## WHAT IS EXPECTED
Reproduce each entry below exactly as it appears.

GIVEN DATA section start

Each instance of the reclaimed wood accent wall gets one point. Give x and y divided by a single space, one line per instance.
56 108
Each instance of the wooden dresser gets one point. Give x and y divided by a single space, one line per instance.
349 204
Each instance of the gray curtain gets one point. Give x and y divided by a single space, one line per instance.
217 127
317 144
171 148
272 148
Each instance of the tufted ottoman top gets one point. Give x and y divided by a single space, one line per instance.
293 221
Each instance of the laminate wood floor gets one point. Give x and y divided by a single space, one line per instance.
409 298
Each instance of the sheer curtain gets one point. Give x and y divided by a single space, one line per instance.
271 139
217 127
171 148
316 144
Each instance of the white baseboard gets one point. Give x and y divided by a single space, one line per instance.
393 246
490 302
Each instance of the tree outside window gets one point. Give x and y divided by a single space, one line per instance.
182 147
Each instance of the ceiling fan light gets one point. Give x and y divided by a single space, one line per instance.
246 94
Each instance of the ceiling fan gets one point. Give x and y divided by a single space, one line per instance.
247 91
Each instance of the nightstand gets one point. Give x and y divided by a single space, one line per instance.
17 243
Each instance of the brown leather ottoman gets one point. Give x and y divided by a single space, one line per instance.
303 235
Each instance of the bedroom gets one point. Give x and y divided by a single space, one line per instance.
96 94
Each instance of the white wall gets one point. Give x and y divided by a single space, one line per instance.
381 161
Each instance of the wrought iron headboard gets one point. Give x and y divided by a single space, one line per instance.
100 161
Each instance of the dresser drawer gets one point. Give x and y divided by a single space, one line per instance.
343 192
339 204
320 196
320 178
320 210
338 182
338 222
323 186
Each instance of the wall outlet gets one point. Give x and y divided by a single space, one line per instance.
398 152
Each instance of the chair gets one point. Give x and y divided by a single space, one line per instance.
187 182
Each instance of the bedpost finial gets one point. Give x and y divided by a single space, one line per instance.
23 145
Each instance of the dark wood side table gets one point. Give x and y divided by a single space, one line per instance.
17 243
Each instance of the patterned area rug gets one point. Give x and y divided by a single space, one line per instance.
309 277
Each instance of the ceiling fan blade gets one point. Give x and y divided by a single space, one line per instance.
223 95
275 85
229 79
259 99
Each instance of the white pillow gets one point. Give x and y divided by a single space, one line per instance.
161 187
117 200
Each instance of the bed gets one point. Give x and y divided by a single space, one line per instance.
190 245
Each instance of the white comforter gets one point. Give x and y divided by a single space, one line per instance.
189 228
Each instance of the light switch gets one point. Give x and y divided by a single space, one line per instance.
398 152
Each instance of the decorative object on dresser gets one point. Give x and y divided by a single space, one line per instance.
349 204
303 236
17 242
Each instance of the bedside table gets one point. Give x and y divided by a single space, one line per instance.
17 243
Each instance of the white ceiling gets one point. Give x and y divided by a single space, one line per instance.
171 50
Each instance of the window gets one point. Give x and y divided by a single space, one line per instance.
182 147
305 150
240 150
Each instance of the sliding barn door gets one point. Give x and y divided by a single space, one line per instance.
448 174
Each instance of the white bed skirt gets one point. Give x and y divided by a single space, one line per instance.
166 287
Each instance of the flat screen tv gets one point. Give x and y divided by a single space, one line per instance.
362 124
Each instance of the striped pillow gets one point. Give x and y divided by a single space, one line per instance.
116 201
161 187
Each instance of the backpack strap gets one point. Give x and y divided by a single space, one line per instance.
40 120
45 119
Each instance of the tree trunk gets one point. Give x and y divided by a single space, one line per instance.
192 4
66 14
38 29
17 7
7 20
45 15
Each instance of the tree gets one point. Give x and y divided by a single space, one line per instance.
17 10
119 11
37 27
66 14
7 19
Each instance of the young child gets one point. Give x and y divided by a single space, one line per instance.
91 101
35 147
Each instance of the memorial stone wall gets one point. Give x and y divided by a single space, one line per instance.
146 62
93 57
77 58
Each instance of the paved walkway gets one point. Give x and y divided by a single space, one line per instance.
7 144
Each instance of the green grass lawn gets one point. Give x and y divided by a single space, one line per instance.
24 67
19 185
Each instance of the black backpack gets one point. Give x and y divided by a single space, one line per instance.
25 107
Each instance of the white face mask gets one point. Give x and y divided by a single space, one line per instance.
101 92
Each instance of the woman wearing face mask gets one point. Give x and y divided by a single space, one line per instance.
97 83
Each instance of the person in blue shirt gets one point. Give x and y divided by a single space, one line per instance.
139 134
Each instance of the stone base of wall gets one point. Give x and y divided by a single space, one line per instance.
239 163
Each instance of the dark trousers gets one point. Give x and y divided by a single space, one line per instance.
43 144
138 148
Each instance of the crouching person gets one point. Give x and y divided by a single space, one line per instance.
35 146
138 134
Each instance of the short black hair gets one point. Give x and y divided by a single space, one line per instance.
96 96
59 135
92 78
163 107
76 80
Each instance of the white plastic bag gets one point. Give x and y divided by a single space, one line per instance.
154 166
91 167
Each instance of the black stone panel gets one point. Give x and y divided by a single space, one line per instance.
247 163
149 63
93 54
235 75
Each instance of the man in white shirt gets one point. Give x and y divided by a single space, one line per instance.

GIVEN DATA section end

## ANSWER SECTION
Each instance of the reclaimed wood accent wall gets one point. Give x and y divided by a single space, one line per instance.
56 108
Each instance of the wooden dresser gets one point. Give x and y divided by a single space, one line per instance.
349 204
Each instance of the gray curtain gets one point. Give x and y divided by a single space, one line per instance.
217 127
317 144
171 148
272 148
Each instance of the tufted ottoman top gets one point. Give x and y divided by a single space, one line per instance.
293 221
Each instance of the laminate wood floor gets one point. Give x and y divided by a single space, one line per instance.
409 298
Each instance of the sheer curtain gets one point. Give x and y divided by a single space, one line per instance.
271 139
217 127
171 148
316 144
Each instance of the white baseboard gets one point. Give x and y divided by a single space, one line per instance.
393 246
490 302
Each instance of the tree outside window gets one point. Give x and y divided by a single space, one line per instance.
182 147
Each instance of the ceiling fan light gets one point. Give x and y divided by a single space, one line per instance.
246 94
Each instance of the ceiling fan gets one point. Give x and y divided by a single space, one line per instance.
247 91
Each instance of the nightstand gets one point. Give x and y divided by a single space, one line per instance.
17 243
Each instance of the brown leather ottoman gets one point. Give x and y divided by a single space, one line per instance.
303 235
Each instance of the bedroom gets one point. Give x and y divided by a single space, one line per instance.
96 94
Each instance of the white wall gets one point. Give x and y divided by a single space, one line per instance.
381 161
Each instance of the wrought iron headboard gets one point. Give x and y divided by a single space, one line per instance.
100 161
Each instance of the dresser drawer gets one point. Give x and y divided by a single space, one line per instance.
343 192
339 204
320 196
320 178
320 210
338 182
338 222
323 186
Each instance of the wall outlet gets one point. Give x and y divided by a single space, one line per instance.
398 152
Each instance of the chair gets one point. Give x and y divided by a single space, one line per instance.
187 182
Each instance of the bedpost finial gets one point. Give x and y divided by a single space, one line per instance.
23 145
Each instance of the dark wood side table gets one point. Give x and y divided by a single space, one line per instance.
17 243
Each instance of the patterned area rug gets one point. Give x and y divided by a single space, one line per instance.
309 277
Each instance of the ceiling fan blade gets one point. Give x and y divided by a single space, one line per instance.
223 95
275 85
229 79
259 99
Each instance of the white pillow gets one point. Give x and y divided by a single space, one line per instance.
161 187
117 200
Each instance of the bed gets one point. Give x and y divided by a single space, one line per instance.
190 245
Each instance of the white comforter gets one point. Give x and y divided by a single space, one line per instance.
189 228
Each instance of the light switch gets one point. Give x and y divided by a single space, one line per instance.
398 152
Each instance of the decorative object on dresser gets one point. Give x and y divided by a single space, one line per instance.
349 204
303 236
17 242
Each instance of the bedside table gets one point. Give x and y divided by a single space, one line per instance.
17 243
Each instance of the white ceiling gets one point. Give x and y divided by a single space, one line per instance.
171 50
Each instance of the window gets one point. Give x and y divided by a single space, one line per instance.
182 147
305 150
240 150
Each instance of the sliding barn door gets one point. Give x and y divided by a single space, one line per instance.
448 174
Each instance of the white bed skirt gets one point. Give x and y divided by a single space, one line per instance.
166 287
Each instance of the flat screen tv gets one point. Give x and y divided by a single space, one line per instance.
362 124
Each instance of the striped pillow gets one point. Give x and y divided by a single space, one line per instance.
116 201
161 187
Each instance of the backpack strap gets one point. Give x and y divided by a single space, one line per instance.
40 120
45 119
Each instance of the tree trunk gets one point. Give x and y divided by a single space, one line per instance.
192 4
66 14
38 29
17 7
7 20
45 15
Each instance of the tree gets one point. Give x and y divided by a single space, one line per instance.
17 10
119 11
37 27
66 14
7 19
Each instance of the young child gets one point. Give x and y divided by a single space, one line per instance.
91 101
35 147
Each instance of the memorial stone wall gets one point. Give x and y divided by a single space, one line per instance.
146 62
93 57
77 58
Each instance of the paved walkway gets one point. Give x and y divided by a single space, one line per instance.
7 144
Each instance of the green grass lawn gets one point. Give x and y divided by a single space, one line per instance.
24 67
19 185
Each instance of the black backpack gets one point. Give x and y divided by a single space, one line per instance.
25 107
Each instance of the white face mask gets one point. Give x and y divided by a single space, one line per instance.
101 92
Each instance of the woman wearing face mask gets one point. Give x and y divided by a single space, one line per instance.
97 83
Each instance of the person in blue shirt gets one point. Give x and y divided by a single space, one line per instance.
139 134
Each instance of the stone base of wall gets one point. Give x and y divided by a single space, one line per instance.
239 163
Each instance of the dark trousers gets one point. Give x and y divided by a single space, one line per instance.
43 144
138 148
Each instance of the crouching person gets one point. Give x and y divided by a single space, one line per instance.
35 146
138 134
Each instance of the short black hair gets one point. Give x and y divided by a single space, one line per instance.
96 96
59 135
92 78
163 107
76 80
Each instance of the white plastic bag gets one point. Give x and y divided by a single space, one line per instance.
154 166
91 167
Each instance of the black stone panel gets one point. Give x and y divided by a single space, one line per instance.
247 163
149 63
93 54
235 75
Each instance of the man in white shirt gets one point. Give x and y divided by a single space, one line per instance.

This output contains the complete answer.